**TEXTO DE ESTUDIO**
........
Qué lejos queda el “puedo prometer y prometo”, aquel enunciado casi performativo de Adolfo Suarez en el que anuncio y ejecución iban juntos. No podía haber mayor énfasis en el valor de la palabra, en la formalización de su virtualidad. Que se cumpliera era menos importante que su referencia al compromiso de credibilidad. Ahora pasan cosas que solo cabe calificar de pasmosas, insólitas, alarmantes sin que su proliferación haya acabado con el estupor. Es como si los alienígenas se hubiera apropiado de las tribunas públicas y hubieran impuesto un nuevo lenguaje, del que la función comunicativa hubiera sido expurgada. Pobre Habermas y su teoría de la acción comunicativa, así nunca habría podido llegar al consenso intersubjetivo. Leía que el doctor Sánchez no contestaba a las interpelaciones que le hacían en el Congreso de Diputados, suponía que lo decían porque no lo hacía en el sentido que hubiera gustado al interpelante. Me parecía que era lo normal, esa es la política de barro, zafarrancho y melé. Lo volvía a leer, hasta que un día presté atención. Pues resultó que era verdad: no contestaba y si se lo reiteraban volvía a zafarse. La extrema derecha, extrema derecha, extrema derecha era el soniquete mecánico, el paréntesis en el hip-hip de una embriaguez trastabillante. El franquismo con su latiguillo de la conspiración judeo-masónica no era tan estúpido, corto y sin luces. No necesariamente había de ser así, como el doctor y destacados del gobierno actuaban; se podía no contestar en absoluto y hacerte totalmente el loco, pero diciendo algo inteligente, cínico, irónico. Hacer algún guiño con la incomunicación.
........
**ORDEN DE TRABAJO A**
Indica si cada afirmación concuerda con el texto sobre el lenguaje político. Responde sí o no y cita literalmente las palabras del texto que lo deciden.
(i) Respecto de «puedo prometer y prometo», lo que más importaba era que la promesa se cumpliera.
(ii) Al principio, quien escribe suponía que la queja se debía a que las respuestas no eran del gusto del interpelante.
(iii) Se presenta el latiguillo de la conspiración judeo-masónica como más estúpido que el soniquete actual.
**ORDEN DE TRABAJO B**
Continúa el texto sobre el lenguaje político a partir de su última oración.
Los registros no guardan ninguna relación con el texto sobre el lenguaje político.

**REGISTROS DE DATOS**
........
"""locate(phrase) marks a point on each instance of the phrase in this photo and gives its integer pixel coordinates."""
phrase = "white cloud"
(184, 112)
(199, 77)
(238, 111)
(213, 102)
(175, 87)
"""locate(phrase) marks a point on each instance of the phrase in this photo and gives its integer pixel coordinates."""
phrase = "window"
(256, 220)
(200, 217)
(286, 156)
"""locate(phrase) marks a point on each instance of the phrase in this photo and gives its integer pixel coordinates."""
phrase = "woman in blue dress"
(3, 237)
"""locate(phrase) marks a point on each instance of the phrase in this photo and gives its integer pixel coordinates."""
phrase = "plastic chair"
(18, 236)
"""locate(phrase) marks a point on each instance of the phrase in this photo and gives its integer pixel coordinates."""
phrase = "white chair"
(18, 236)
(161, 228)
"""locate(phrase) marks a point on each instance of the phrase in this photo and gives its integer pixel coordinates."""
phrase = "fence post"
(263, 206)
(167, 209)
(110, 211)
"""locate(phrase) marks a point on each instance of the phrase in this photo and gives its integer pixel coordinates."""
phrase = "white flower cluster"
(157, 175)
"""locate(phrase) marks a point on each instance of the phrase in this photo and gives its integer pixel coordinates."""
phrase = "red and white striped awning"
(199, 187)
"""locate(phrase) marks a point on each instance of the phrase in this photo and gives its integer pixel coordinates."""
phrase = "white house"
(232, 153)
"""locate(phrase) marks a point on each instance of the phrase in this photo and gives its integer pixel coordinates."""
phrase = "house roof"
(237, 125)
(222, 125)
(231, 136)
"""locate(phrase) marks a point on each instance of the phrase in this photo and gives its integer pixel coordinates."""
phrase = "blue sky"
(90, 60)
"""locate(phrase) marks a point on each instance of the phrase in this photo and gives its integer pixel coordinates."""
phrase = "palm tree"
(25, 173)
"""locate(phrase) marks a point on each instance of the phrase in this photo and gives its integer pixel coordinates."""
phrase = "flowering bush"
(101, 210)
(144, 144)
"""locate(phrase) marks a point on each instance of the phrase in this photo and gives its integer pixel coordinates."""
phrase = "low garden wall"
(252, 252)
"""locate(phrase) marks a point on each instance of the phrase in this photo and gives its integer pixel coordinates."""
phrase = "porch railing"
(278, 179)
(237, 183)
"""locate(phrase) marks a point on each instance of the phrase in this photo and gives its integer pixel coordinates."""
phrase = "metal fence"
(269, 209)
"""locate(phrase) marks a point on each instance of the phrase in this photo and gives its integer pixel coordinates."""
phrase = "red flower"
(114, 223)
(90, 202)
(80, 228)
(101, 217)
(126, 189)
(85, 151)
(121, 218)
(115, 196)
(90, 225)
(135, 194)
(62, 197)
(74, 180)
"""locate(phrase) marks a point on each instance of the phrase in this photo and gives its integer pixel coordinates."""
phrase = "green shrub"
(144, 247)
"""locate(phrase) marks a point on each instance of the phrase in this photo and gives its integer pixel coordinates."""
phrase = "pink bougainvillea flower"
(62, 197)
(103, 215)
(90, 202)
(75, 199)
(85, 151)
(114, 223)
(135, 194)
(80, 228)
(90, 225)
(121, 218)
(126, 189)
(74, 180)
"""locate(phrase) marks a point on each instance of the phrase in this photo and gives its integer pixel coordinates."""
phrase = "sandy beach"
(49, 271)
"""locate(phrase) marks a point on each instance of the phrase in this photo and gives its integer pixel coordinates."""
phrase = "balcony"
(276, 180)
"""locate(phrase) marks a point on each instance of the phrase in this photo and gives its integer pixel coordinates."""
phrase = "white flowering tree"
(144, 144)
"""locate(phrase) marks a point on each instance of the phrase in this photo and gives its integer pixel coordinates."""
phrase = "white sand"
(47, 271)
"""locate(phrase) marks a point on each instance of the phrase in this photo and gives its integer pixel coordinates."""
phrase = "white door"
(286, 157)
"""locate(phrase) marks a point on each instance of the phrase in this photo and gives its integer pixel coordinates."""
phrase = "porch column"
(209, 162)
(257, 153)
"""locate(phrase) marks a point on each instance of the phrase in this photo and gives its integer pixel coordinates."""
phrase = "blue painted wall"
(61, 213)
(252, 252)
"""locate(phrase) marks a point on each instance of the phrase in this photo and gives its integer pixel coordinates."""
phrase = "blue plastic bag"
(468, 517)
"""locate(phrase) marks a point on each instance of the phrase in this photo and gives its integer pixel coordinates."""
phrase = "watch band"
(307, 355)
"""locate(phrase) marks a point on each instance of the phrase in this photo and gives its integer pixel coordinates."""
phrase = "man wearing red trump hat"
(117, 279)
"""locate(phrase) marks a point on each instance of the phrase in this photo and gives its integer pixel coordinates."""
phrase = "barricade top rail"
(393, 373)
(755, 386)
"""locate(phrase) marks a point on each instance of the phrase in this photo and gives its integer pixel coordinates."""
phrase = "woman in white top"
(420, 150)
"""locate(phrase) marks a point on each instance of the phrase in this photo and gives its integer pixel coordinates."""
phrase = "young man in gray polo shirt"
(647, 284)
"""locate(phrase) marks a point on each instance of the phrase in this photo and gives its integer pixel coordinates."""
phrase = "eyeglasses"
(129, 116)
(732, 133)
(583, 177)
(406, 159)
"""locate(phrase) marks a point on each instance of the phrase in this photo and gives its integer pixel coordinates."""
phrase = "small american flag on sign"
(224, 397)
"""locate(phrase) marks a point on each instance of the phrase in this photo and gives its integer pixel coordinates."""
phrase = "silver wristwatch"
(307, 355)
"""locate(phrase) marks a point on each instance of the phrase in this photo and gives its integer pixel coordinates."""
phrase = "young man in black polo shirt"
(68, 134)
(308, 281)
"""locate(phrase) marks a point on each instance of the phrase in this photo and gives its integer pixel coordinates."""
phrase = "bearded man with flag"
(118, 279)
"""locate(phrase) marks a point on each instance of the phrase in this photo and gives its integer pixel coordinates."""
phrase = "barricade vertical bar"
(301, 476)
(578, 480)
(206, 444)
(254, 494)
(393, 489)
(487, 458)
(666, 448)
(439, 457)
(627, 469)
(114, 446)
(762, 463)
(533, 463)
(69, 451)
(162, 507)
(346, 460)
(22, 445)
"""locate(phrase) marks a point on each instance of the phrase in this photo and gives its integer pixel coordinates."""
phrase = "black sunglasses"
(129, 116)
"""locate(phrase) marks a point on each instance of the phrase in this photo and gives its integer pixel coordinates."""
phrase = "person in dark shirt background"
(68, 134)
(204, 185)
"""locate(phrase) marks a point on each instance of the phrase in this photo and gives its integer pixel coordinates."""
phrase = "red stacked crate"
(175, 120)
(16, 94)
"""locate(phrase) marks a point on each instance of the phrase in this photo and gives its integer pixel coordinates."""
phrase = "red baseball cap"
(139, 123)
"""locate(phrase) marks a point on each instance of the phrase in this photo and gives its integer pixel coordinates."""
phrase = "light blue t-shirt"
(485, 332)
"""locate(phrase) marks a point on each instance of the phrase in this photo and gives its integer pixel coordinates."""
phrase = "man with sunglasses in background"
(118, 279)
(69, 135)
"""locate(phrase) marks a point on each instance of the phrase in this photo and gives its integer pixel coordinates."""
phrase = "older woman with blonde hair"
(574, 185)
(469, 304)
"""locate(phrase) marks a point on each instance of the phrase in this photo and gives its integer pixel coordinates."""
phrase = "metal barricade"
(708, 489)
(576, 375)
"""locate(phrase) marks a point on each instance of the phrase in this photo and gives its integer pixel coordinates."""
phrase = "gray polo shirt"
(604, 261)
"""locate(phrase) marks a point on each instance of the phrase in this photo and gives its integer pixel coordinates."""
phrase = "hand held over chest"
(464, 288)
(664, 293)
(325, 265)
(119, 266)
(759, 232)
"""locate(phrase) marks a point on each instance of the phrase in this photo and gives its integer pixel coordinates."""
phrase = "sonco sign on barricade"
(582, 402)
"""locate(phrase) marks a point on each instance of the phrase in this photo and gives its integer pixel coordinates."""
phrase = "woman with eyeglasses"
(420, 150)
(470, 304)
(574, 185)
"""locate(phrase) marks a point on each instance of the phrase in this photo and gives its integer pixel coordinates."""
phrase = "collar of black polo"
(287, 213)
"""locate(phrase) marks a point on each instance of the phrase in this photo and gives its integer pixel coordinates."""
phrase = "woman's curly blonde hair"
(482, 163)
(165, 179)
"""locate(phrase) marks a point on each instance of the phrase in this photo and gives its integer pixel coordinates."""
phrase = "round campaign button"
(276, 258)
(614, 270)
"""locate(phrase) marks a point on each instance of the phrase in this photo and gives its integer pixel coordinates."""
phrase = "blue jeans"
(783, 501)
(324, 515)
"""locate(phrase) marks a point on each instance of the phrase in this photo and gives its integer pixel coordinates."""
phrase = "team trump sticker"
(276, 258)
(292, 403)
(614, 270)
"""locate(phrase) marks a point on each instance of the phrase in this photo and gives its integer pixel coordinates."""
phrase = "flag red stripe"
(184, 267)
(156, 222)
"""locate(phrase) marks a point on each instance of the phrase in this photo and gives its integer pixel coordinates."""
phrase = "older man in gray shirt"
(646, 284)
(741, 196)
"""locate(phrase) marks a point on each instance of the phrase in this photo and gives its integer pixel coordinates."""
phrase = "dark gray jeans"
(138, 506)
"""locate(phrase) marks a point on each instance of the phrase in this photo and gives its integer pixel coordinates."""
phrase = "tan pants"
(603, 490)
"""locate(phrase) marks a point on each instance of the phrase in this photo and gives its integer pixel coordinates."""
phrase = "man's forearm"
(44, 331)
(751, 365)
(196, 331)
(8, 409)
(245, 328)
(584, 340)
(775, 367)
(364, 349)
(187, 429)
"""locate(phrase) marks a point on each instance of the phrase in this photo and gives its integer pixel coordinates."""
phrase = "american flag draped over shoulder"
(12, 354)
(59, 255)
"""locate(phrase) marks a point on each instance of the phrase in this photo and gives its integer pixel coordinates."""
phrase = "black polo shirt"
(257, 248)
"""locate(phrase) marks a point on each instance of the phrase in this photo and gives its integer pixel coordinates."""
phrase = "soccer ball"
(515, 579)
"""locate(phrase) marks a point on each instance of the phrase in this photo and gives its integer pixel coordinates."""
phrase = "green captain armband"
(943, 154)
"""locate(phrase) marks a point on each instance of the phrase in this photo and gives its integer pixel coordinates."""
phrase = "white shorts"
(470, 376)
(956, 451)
........
**RESPUESTA A**
(i) No: «Que se cumpliera era menos importante que su referencia al compromiso de credibilidad.»
(ii) Sí: «suponía que lo decían porque no lo hacía en el sentido que hubiera gustado al interpelante.»
(iii) No: «El franquismo con su latiguillo de la conspiración judeo-masónica no era tan estúpido, corto y sin luces.»

**RESPUESTA B**
La degradación de la palabra no solo se hace fango al evitar la transacción comunicativa y con ello todas las posibilidades de acciones racionales consensuadas, sino que la mentira dejaba de ser una huida hasta su desvelamiento. Llegan a mentir al momento que la hacen evidente, mentiras clamorosas que nunca antes habíamos oído: desfachatez, burla, condición esencial de los sistemas autoritarios que no rinden cuentas.

Sánchez, como con su fraudulenta tesis, no era autosuficiente ni capaz de desarrollar ideas con rigor y creíbles, que fluyesen naturales trasluciendo unos mínimos de sentimiento y emoción, de convicción en algún momento al pronunciarlas, que no fuera un maniquí de El Corte Inglés vacuo, artificial, incapaz de generar credibilidad, empatía, confianza, interés en algo que proclamara. Por eso incurría en solemnes ridículos con sus largas peroratas de dictador que controla la comunicación con el pueblo. El muñeco maniquí del que solo alcanzábamos a escuchar por momentos: la extrema derecha, extrema derecha, extrema derecha, como si fueran hospitales, pensiones, PIB, palabras de guerra sobre hojarasca, ceniza, polvo.